**Fragmento de lectura**
****************
Sería injusto afirmar que Sánchez es un mentiroso compulsivo. No llega a ese extremo. Pero es un maestro en trufar la verdad con la mentira. La gradúa según le convenga. Por ejemplo, en su conferencia de prensa de fin de año aseguró ante el asombro de los periodistas que se ha cumplido lo que él anunció hace apenas un mes y medio: que el precio de la luz volvería a situarse al nivel de 2018…claro si se descuenta la inflación que está ya en un 6%. Él se adapta mejor que nadie a las circunstancias para así alcanzar su meta. Es como un empleado de unos grandes almacenes en donde un ciudadano entra a comprar un pantalón y sale tras la habilidad del vendedor con un ordenador bajo el brazo y teclado semidefectuoso. Para Sánchez las palabras tienen un valor relativo. Así, por ejemplo, negó una y otra vez que pactaría un gobierno con Iglesias, que inmediatamente pediría la extradición de Puigdemont, que jamás indultaría a los condenados por el Procés o que rechazaría el voto de los de Bildu. Todo eso se diluyó. Sus palabras se las llevó el viento. Hizo todo lo contrario. Debió de pensar que la ciudadanía no tenía memoria. 

Es verdad que no ha tenido un minuto de tranquilidad. El país se vio inmerso en una pandemia vírica mundial sin parangón desde hacía un siglo, pero se movió al principio en la improvisación y en el ocultamiento de información. Negaba lo evidente, agotaba al ciudadano con sus interminables e insufribles «homilías televisivas» y abusaba de jerga de mercadotecnia americana como la estupidez aquella de la nueva normalidad, orientado por su entonces admirado asesor Redondo y nos hacía sentir soldados en una batalla que, según él, estábamos ganando. Esa improvisación la sigue mostrando ahora mismo anunciando como «gran decisión» el retorno de la mascarilla en los espacios abiertos pero delegando en las comunidades autónomas a la hora de tomar medidas restrictivas frente al virus.

Su conferencia de prensa de fin de año ha sido un canto triunfal a los éxitos de su mandato. Asegura en un documento titulado con petulancia y gerundio Cumpliendo, que cerca de la mitad del millar y medio de propuestas que se comprometió a sacar adelante ya están hechas. Y como le gusta mucho abusar en demasía de la frase resonante y superlativa habla de que su Gobierno ha dado «un impulso modernizador sin precedentes» a la sociedad y conseguido una «regeneración democrática y respeto como forma de hacer política». Justo es afirmar que en su haber está el buen ritmo de la campaña de vacunación comparado con los países de nuestro entorno, la obtención de 140.000 millones de euros del plan de recuperación aprobado por la UE tras la pandemia, la nueva vieja reforma laboral consensuada con los agentes sociales, el control del paro y el aumento de afiliados a la Seguridad Social. Sánchez no puede sacar pecho sobre el crecimiento de la economía este año y el próximo. Lo hará por detrás de los grandes países europeos y sus optimistas previsiones han sido corregidas notablemente por el propio INE y los organismos internacionales. El gasto público está desbocado y tarde o temprano habrá que pagar la deuda.
****************
**Ejercicio**
Extrae literalmente del texto sobre Sánchez el pasaje que comienza con las palabras «Es verdad que» y termina con «frente al virus.».

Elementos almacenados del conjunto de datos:
****************
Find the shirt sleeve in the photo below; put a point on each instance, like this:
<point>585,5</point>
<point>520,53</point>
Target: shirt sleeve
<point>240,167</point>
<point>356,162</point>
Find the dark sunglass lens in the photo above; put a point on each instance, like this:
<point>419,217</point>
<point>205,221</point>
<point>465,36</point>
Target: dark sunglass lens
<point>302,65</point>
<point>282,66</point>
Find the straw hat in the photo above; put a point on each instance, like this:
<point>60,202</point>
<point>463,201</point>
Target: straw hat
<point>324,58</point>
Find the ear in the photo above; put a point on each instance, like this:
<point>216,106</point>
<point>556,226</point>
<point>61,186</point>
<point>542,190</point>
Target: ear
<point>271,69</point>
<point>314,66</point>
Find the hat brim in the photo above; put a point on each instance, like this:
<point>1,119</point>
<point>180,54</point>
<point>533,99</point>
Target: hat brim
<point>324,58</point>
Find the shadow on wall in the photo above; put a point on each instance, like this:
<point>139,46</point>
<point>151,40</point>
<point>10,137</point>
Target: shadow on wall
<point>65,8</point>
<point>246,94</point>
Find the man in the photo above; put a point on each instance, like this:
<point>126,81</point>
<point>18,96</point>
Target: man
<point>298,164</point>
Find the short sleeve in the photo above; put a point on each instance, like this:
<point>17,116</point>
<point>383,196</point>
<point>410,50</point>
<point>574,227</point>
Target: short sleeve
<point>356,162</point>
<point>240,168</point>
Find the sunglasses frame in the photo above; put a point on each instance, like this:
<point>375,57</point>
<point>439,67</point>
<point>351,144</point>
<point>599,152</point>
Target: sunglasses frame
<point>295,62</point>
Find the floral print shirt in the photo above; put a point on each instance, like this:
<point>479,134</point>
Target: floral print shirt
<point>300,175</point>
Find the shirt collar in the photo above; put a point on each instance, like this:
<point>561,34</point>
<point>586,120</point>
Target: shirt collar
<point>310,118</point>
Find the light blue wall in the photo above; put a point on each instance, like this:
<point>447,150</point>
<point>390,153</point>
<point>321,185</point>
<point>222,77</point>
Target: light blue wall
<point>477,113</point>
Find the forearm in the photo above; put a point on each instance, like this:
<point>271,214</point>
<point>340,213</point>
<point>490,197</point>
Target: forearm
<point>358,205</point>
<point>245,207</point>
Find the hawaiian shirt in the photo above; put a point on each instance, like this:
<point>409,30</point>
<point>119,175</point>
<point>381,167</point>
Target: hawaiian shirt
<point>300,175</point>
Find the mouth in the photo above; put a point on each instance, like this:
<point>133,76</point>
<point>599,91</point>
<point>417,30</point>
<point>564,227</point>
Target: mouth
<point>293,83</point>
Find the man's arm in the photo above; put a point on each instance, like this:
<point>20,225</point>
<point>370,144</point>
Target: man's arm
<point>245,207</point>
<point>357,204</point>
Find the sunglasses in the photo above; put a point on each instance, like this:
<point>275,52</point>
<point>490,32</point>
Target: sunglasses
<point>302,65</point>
****************
**Resultado obtenido**
Es verdad que no ha tenido un minuto de tranquilidad. El país se vio inmerso en una pandemia vírica mundial sin parangón desde hacía un siglo, pero se movió al principio en la improvisación y en el ocultamiento de información. Negaba lo evidente, agotaba al ciudadano con sus interminables e insufribles «homilías televisivas» y abusaba de jerga de mercadotecnia americana como la estupidez aquella de la nueva normalidad, orientado por su entonces admirado asesor Redondo y nos hacía sentir soldados en una batalla que, según él, estábamos ganando. Esa improvisación la sigue mostrando ahora mismo anunciando como «gran decisión» el retorno de la mascarilla en los espacios abiertos pero delegando en las comunidades autónomas a la hora de tomar medidas restrictivas frente al virus.